| Task A |
Name every framework that the piece on Domain Driven Design cites as an example of a Domain Object and Entity focus.
| Task B |
Resume the piece on Domain Driven Design, picking up after its final sentence.

| Text segment |
⟨
The "Big Misinterpretation" of DDD
Domain Driven Design (DDD) is a wonderful technique that attempts to bring our designs closer to the domains we are working on.
The theory being that the closer we are to the domain in our implementations, the better our software will be. With this goal in mind, DDD has been extremely successful throughout our industry.
But, as architects and designers, we have an embarrassing love affair with making early decisions on the structure of our software.
This emphasis on structure was NOT the intention of DDD.
DDD adoption and interpretation has unfortunately exacerbated this by misinterpreting that the place for the Ubiquitous Language is in the things, specifically in the Domain Objects.
Domain Objects became a massive problem as they entangled multiple concerns across a software design in their goal of being ubiquitous. They became Entities, Message Payloads, Form Backing Objects … they were promiscuous across the system and a source of entanglement and system fragility.
The situation got even worse as people packaged Domain Objects into libraries for reuse effectively increasing their footprint and increasing the ossifying effect of the Domain Objects being the brittle part of your system that could not evolve now that it is being used everywhere.
Shared domain object libraries could not be evolved without everything evolving in lock-step.
Frameworks emerged that had a Domain Object and Entity focus. The goal was to make things easier but not necessarily to make things simpler or improve your design. Examples of criminals in this space includes Rails, Grails, Spring Roo, Entity Framework, N/Hibernate etc.
You could detect the problem by encountering the unintended, and un-wanted, 40-file commit Ripple Effect.
Entity, Database, and Domain Class-First as an approach became very popular and caused these problems as it became the default architectural style of the Enterprise Layered Architecture.
The whole thing exploded into systems that could not change as the Domain Classes, the Things, went from being Ubiquitous in one area, to being Canonical across all areas.
⟩
| Listed entries |
⟨
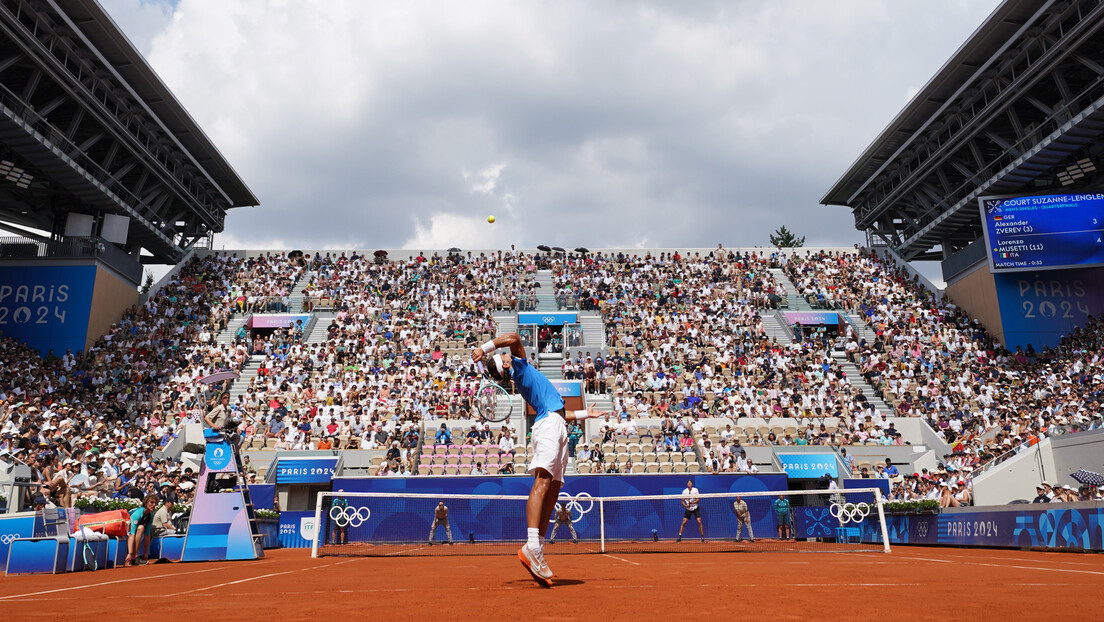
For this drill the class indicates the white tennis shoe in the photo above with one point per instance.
⟩
⟨
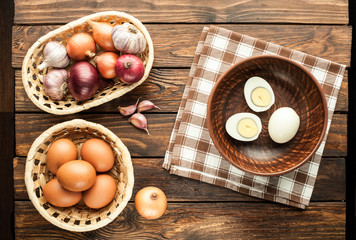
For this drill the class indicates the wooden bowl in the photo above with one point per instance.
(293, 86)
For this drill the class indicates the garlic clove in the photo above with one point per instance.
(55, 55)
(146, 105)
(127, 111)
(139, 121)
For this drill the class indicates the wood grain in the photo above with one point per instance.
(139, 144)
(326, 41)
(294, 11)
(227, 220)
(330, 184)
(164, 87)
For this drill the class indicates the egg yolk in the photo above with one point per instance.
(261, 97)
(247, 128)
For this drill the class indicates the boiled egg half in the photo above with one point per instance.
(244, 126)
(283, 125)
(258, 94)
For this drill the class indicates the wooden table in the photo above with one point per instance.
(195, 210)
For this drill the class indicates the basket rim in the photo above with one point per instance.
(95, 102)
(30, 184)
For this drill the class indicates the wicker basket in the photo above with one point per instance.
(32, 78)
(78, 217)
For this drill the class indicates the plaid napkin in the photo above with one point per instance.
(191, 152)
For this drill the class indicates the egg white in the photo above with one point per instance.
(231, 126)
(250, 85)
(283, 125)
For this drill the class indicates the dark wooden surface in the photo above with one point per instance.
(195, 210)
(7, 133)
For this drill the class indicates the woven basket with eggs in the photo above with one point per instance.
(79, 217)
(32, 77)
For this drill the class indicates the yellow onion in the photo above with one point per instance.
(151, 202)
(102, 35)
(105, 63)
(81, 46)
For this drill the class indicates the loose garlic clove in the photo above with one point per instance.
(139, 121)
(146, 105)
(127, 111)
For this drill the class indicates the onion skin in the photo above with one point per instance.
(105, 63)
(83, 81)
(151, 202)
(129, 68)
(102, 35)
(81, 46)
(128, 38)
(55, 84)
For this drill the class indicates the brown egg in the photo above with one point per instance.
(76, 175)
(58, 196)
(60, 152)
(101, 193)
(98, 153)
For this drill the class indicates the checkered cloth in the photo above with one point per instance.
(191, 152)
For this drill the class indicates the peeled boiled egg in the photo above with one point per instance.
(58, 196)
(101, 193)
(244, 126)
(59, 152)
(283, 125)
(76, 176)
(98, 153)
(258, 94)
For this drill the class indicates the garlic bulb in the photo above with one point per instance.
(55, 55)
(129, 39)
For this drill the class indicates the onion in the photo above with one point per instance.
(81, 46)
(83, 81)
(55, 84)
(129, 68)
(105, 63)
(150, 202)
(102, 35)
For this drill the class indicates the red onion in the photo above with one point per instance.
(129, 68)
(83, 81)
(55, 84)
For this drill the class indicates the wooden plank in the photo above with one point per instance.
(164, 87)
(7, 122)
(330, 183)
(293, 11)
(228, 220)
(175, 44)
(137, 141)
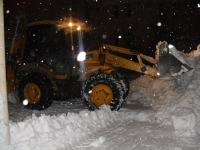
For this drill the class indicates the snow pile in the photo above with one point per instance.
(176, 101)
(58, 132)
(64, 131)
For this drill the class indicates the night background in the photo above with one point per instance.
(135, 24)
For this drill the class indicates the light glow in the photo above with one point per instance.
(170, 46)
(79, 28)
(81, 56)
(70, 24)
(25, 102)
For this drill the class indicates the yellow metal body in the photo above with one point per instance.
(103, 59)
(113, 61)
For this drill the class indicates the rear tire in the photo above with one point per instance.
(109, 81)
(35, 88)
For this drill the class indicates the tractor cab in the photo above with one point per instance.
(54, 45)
⟩
⟨
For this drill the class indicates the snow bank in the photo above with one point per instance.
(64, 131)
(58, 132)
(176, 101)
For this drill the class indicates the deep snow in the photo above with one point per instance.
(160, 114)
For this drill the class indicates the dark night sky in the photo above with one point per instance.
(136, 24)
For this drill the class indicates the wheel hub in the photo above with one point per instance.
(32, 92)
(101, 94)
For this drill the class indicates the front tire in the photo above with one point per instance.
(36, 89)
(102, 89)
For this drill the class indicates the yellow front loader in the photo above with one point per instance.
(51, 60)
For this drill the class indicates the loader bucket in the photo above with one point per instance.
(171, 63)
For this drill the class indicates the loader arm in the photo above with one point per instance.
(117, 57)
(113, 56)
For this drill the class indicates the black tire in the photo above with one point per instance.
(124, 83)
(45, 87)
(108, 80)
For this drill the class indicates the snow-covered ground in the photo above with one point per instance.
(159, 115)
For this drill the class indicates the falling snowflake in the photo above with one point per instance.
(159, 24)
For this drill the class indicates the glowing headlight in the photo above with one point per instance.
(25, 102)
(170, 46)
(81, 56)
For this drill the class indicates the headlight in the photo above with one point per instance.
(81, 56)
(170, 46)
⟩
| Reply A |
Rails, Grails, Spring Roo, Entity Framework, N/Hibernate

| Reply B |
Then there was an epiphany!
It is not the things that matter in early stages of design…
…it is the things that happen.
We have a name for the things that happen in software design, they are referred to as Events.
The epiphany in DDD was that it was the things that happen that should be the first consideration with designing some software.
This newer approach was called Events-First.
Events turn out to better capture the ubiquitous language of a domain or system. More often than not the easiest way to describe the system is in terms of the things that happen, not the things that do the work when collaborating with non-technical stakeholders,
The things that happen are the Events.
It turns out that this approach works well if you’re evolving an existing system, or working on a new one.
The technique of Event Storming is the first design step on this journey.
Event Storming is a collaborative activity where you bring together domain experts and technical architects and designers to discover the ubiquitous language of a system or context.
The intention is to try to capture a system in terms of the things that happen, the Events.
Using post-its you then arrange these events in a rough order of how they might happen, although not at first considering in any way how they happen or what technologies or supporting structure might be present in their creation and promulgation.
One technique is to think of yourself as a Detective arriving at a crime-scene and simply ask yourself of the system you are working on with your team, “What are the Facts?”
Limit yourself to events that describe what you can know, in the system you are working on and can influence.
What Makes a Good Event?
When designing your events attempt to make concepts explicit. If several low-level events manifest a higher-level fact, make that fact an event. Equally if a high-level fact could be seen as being made up of smaller-scale events, then make sure you have those events too.
Having a LOT of events is rarely a problem.
Make your events completely self-contained and self-describing.
Make your events technology and implementation agnostic.
One you have the happy set of events, explore the events that can happen when things can go wrong in your context.
This approach helps you ask the question “What events do we need to know?”, which is a powerful technique to help explore boundary conditions and assumptions that might affect real estimates of how complex the software will be to build.
Events are immutable, after all they are Facts.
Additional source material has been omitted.